Items =
══════
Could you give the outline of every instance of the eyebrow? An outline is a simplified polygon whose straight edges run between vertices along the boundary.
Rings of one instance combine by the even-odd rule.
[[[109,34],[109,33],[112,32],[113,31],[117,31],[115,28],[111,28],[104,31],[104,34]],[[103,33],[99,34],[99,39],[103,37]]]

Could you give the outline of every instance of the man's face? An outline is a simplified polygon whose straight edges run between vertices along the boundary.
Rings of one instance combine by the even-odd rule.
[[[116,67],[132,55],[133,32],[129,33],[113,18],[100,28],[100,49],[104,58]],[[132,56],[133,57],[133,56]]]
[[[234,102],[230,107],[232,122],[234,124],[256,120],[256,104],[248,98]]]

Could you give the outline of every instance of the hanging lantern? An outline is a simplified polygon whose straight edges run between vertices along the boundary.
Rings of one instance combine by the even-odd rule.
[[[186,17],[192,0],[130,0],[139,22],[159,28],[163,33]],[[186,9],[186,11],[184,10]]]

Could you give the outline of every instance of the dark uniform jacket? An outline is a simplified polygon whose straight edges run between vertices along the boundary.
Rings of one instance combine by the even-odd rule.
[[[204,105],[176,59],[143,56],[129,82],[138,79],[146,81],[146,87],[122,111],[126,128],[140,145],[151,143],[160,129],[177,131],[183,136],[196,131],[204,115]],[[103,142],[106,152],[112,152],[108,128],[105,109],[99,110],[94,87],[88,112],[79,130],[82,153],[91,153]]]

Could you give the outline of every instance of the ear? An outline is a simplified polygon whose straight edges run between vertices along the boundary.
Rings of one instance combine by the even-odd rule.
══════
Rewrite the data as a numbered list. Begin at the line that has "Could you give the outline of every instance of the hanging", continue through the last line of the data, and leave out blank lines.

1. Could you give the outline of every instance of the hanging lantern? An outline is a simplified polygon whose straight edges run between vertices along the boundary.
2. Rings of one instance combine by the even-odd rule.
3. [[[186,17],[192,0],[130,0],[139,22],[159,28],[163,33]],[[186,9],[186,11],[184,10]]]
4. Could you give the outline of every instance of the dark uniform jacket? An outline is a simplified polygon whose straight edges run between vertices along the boundary.
5. Rings of one instance combine by the even-odd rule.
6. [[[204,105],[176,59],[143,56],[129,82],[138,79],[146,81],[146,87],[122,111],[126,128],[140,145],[151,143],[160,129],[177,131],[183,136],[196,131],[204,115]],[[103,142],[106,152],[112,152],[108,128],[105,109],[99,110],[94,87],[88,112],[79,130],[82,153],[91,153]]]
7. Could you give the outline of every instance of the ear? An outline is a simplified polygon whose straight edges run between vertices along the boundary.
8. Rings of one instance combine by the even-odd rule.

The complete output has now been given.